Write out the records again, exactly, leaving none out.

_ _ _ _ _

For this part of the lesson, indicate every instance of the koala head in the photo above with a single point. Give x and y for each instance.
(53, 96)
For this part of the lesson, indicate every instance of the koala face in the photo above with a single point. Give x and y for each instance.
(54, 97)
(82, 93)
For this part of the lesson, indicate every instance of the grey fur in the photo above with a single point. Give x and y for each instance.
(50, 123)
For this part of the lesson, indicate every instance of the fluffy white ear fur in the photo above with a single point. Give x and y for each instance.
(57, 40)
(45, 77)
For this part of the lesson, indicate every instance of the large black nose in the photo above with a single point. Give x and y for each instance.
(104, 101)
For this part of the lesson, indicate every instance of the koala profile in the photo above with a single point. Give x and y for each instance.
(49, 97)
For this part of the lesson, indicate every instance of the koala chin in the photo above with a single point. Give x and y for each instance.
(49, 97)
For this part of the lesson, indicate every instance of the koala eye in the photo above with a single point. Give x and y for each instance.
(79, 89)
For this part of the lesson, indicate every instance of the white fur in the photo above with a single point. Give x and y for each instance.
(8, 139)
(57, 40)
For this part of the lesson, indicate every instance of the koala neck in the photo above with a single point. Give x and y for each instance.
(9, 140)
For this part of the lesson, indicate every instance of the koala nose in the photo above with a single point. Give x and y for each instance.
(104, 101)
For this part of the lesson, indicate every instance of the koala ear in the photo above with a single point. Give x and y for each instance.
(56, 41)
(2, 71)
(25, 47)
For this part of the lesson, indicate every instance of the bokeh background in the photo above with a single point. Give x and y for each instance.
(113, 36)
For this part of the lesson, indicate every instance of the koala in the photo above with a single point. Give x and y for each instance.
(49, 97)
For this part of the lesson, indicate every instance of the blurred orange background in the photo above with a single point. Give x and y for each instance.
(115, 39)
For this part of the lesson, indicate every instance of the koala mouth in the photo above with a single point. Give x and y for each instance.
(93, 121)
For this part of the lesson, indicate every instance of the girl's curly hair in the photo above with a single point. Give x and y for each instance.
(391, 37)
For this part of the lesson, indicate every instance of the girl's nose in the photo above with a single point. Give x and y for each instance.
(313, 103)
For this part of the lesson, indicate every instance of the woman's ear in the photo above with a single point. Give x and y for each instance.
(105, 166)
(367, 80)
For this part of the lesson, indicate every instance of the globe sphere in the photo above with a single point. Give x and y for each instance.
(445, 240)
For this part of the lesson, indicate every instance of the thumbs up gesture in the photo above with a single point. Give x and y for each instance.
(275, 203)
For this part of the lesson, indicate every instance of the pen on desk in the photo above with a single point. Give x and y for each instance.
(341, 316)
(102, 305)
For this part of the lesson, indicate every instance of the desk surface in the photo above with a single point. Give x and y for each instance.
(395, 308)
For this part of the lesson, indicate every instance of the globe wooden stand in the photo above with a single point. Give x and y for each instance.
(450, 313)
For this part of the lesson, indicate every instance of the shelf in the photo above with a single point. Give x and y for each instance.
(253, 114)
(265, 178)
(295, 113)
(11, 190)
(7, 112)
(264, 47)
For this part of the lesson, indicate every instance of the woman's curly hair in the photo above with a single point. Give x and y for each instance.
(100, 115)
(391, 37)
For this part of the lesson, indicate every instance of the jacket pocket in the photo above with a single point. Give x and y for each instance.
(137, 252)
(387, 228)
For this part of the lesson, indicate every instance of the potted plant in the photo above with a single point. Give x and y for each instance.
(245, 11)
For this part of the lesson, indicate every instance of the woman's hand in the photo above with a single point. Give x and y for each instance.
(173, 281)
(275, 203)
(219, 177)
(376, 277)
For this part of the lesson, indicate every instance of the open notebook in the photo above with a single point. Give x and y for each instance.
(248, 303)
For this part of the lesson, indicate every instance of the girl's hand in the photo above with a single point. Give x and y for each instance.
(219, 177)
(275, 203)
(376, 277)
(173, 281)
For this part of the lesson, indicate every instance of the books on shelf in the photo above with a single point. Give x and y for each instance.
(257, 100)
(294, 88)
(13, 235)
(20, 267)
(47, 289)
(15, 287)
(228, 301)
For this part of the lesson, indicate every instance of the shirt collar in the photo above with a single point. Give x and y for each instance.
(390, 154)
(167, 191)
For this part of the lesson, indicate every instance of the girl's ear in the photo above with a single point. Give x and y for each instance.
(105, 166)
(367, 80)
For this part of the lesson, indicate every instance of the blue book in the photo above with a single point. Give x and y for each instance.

_ _ _ _ _

■ RESPONSE FOR THIS EXERCISE:
For this part of the lesson, indicate every instance of the koala head in the photo above with a single point. Give x and y for each instance.
(53, 96)
For this part of the lesson, indicate every instance of the koala face in the photo above with a single point. Give x and y for each instance.
(54, 97)
(82, 93)
For this part of the lesson, indicate every instance of the grey fur in the photo above with a single point. Give x and y for each instance.
(50, 123)
For this part of the lesson, indicate every instance of the fluffy white ear fur in the photo above with a single point. Give x and y for each instance.
(57, 40)
(45, 77)
For this part of the lesson, indicate every instance of the large black nose in the photo above with a single point. Give x and y for each instance.
(104, 101)
For this part of the lesson, indicate every instance of the koala profile in the photo above with a single point. Give x and y for each instance.
(49, 97)
For this part of the lesson, indicate every instance of the koala chin in the photo above with a single point. Give x and y for each instance.
(49, 97)
For this part of the lesson, indicate every instance of the koala eye in the photo above with a single point. Give x and y for each instance.
(79, 89)
For this part of the lesson, indicate every instance of the white fur in the photo above with a single point. Give x and y for each instance.
(8, 139)
(57, 40)
For this part of the lesson, indicate every instance of the koala neck in the photo above with a single point. Give x and y for each instance.
(9, 140)
For this part of the lesson, indicate every instance of the koala nose in the photo above with a single point. Give x and y for each instance.
(104, 101)
For this part of the lesson, indicate every instance of the koala ear in the photo above with a single point. Give x and y for each instance.
(56, 41)
(2, 71)
(25, 47)
For this part of the lesson, indicate every instance of the bokeh background in the photo above with a single point. Give x and y for each instance.
(113, 36)
For this part of the lesson, indicate every instance of the koala in the photo above with a single point. Give x and y for each instance.
(49, 97)
For this part of the lesson, indicate every instance of the blurred orange background in the photo above with a single point. Give x and y for each instance.
(115, 39)
For this part of the lesson, indicate every instance of the koala mouth in the photo above with a single point. Give x and y for each instance.
(93, 121)
For this part of the lesson, indicate every instance of the girl's curly hair in the photo above with a single point. Give x and y for each instance.
(391, 37)
For this part of the lesson, indicate every instance of the girl's nose in the photo above with a single point. Give x and y for each instance.
(313, 103)
For this part of the lesson, indicate every instance of the woman's ear in the photo above with a single point. Give x and y for each instance.
(105, 166)
(367, 80)
For this part of the lesson, indicate every instance of the globe sphere in the photo above with a single point. Give x and y for each instance.
(445, 240)
For this part of the lesson, indicate every instance of the thumbs up gesture in the photo above with a single point. Give x and y for each instance.
(275, 203)
For this part of the lesson, indicate every instance of the pen on desk in the photo above with a single point. Give x and y for each instance.
(341, 316)
(102, 305)
For this part of the lesson, indicate every instance of the desk surface in the photo above with a single point. Give x and y for each instance.
(395, 308)
For this part of the lesson, indicate every instance of the globe wooden stand in the photo above with a single point. Give x and y for each instance.
(450, 313)
For this part of the lesson, indicate every instance of the shelf in the photo above with a single point. Give x and y for each instance.
(253, 114)
(265, 178)
(295, 113)
(11, 190)
(7, 112)
(264, 47)
For this part of the lesson, indicate every instance of the woman's curly hair in the photo above with a single point. Give x and y for each instance.
(100, 115)
(391, 37)
For this part of the lesson, indicate every instance of the jacket pocket in the photo above with a single point. Give x and y for each instance.
(137, 252)
(387, 228)
For this part of the lesson, indicate every instance of the potted plant in the photo above with a single point. Give x and y for each instance.
(245, 11)
For this part of the lesson, indicate every instance of the woman's hand in the photo above with a single point. Give x and y for each instance.
(173, 281)
(275, 203)
(219, 177)
(376, 277)
For this part of the lesson, indicate every instance of the open notebook in the photo above with a single point. Give x and y for each instance.
(248, 303)
For this part of the lesson, indicate every instance of the girl's hand in the photo above with a single point. Give x and y for each instance.
(219, 177)
(275, 203)
(376, 277)
(173, 281)
For this part of the lesson, indicate every instance of the books on shelf in the photo above with a single point. Give x and y for each instance.
(257, 100)
(294, 88)
(13, 235)
(20, 267)
(47, 289)
(15, 287)
(228, 301)
For this part of the lesson, indicate every instance of the shirt collar in the photo above with a single point. Give x and y for each instance.
(390, 154)
(167, 191)
For this part of the lesson, indicate every instance of the girl's ear in the photo above with a single point. Give x and y for each instance.
(105, 166)
(367, 80)
For this part of the lesson, indicate every instance of the blue book in the photo above with a single point. Give x and y for each instance.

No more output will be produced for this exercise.